Stored items

__________________________________________________

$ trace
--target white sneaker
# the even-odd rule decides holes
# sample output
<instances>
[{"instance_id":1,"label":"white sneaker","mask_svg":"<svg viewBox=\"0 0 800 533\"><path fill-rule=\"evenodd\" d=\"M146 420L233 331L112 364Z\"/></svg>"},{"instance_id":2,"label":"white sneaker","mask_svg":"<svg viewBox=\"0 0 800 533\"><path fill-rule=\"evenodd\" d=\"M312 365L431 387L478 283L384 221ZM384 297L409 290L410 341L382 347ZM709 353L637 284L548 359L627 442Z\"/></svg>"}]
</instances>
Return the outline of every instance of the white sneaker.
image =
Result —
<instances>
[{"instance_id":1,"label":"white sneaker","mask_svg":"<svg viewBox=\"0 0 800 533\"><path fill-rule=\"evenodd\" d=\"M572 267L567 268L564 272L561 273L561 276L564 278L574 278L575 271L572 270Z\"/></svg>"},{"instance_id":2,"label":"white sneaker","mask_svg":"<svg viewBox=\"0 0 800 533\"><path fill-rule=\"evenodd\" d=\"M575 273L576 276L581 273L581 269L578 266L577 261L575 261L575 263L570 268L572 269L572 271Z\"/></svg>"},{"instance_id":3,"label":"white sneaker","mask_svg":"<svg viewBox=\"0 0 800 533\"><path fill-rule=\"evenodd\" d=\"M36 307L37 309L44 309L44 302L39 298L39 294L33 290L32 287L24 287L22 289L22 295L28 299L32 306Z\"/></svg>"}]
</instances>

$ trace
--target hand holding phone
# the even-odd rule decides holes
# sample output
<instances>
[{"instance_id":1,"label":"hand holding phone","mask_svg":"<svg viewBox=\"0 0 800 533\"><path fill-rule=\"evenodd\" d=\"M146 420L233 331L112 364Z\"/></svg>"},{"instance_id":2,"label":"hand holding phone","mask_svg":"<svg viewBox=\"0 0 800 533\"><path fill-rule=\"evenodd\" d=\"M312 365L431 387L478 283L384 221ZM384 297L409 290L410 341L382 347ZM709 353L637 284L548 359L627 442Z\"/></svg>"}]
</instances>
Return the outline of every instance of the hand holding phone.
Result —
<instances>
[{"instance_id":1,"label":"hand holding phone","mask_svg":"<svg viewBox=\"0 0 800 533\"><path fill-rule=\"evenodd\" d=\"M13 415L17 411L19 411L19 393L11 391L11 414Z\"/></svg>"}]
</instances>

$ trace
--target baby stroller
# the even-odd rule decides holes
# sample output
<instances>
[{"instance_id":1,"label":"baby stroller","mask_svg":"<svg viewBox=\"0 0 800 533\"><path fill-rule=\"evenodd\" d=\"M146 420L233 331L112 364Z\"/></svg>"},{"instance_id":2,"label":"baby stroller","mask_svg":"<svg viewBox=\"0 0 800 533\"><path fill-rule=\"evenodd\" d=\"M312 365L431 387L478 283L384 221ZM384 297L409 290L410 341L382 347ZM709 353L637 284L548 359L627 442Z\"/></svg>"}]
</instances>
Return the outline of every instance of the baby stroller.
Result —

__________________________________________________

-- WHAT IS EXPECTED --
Please copy all of the data above exactly.

-- PROBLEM SOLUTION --
$ trace
--target white sneaker
# the even-odd rule decides holes
# sample output
<instances>
[{"instance_id":1,"label":"white sneaker","mask_svg":"<svg viewBox=\"0 0 800 533\"><path fill-rule=\"evenodd\" d=\"M146 420L233 331L112 364Z\"/></svg>"},{"instance_id":2,"label":"white sneaker","mask_svg":"<svg viewBox=\"0 0 800 533\"><path fill-rule=\"evenodd\" d=\"M312 365L431 387L478 283L384 221ZM384 297L409 290L410 341L382 347ZM709 353L637 284L548 359L627 442Z\"/></svg>"}]
</instances>
Return the outline of every instance of the white sneaker.
image =
Result —
<instances>
[{"instance_id":1,"label":"white sneaker","mask_svg":"<svg viewBox=\"0 0 800 533\"><path fill-rule=\"evenodd\" d=\"M572 267L567 268L564 272L561 273L561 276L564 278L574 278L575 271L572 270Z\"/></svg>"},{"instance_id":2,"label":"white sneaker","mask_svg":"<svg viewBox=\"0 0 800 533\"><path fill-rule=\"evenodd\" d=\"M575 273L576 276L581 273L581 269L578 266L577 261L575 261L575 263L570 268L572 269L572 271Z\"/></svg>"},{"instance_id":3,"label":"white sneaker","mask_svg":"<svg viewBox=\"0 0 800 533\"><path fill-rule=\"evenodd\" d=\"M36 307L37 309L44 309L44 302L39 298L39 294L33 290L32 287L24 287L22 289L22 295L28 299L32 306Z\"/></svg>"}]
</instances>

$ trace
--target hand holding phone
# the even-odd rule decides holes
# sample output
<instances>
[{"instance_id":1,"label":"hand holding phone","mask_svg":"<svg viewBox=\"0 0 800 533\"><path fill-rule=\"evenodd\" d=\"M146 420L233 331L112 364Z\"/></svg>"},{"instance_id":2,"label":"hand holding phone","mask_svg":"<svg viewBox=\"0 0 800 533\"><path fill-rule=\"evenodd\" d=\"M312 365L431 387L478 283L384 221ZM384 297L409 290L410 341L382 347ZM709 353L637 284L548 359L627 442Z\"/></svg>"}]
</instances>
Return the outline of every instance of the hand holding phone.
Result —
<instances>
[{"instance_id":1,"label":"hand holding phone","mask_svg":"<svg viewBox=\"0 0 800 533\"><path fill-rule=\"evenodd\" d=\"M13 415L17 411L19 411L19 393L11 391L11 414Z\"/></svg>"}]
</instances>

$ trace
--target baby stroller
# the even-odd rule decides holes
# sample output
<instances>
[{"instance_id":1,"label":"baby stroller","mask_svg":"<svg viewBox=\"0 0 800 533\"><path fill-rule=\"evenodd\" d=\"M146 420L233 331L112 364Z\"/></svg>"},{"instance_id":2,"label":"baby stroller","mask_svg":"<svg viewBox=\"0 0 800 533\"><path fill-rule=\"evenodd\" d=\"M312 365L431 387L478 283L384 221ZM384 297L409 290L410 341L382 347ZM709 353L637 284L548 359L627 442Z\"/></svg>"}]
</instances>
Return the outline of every instance of the baby stroller.
Result —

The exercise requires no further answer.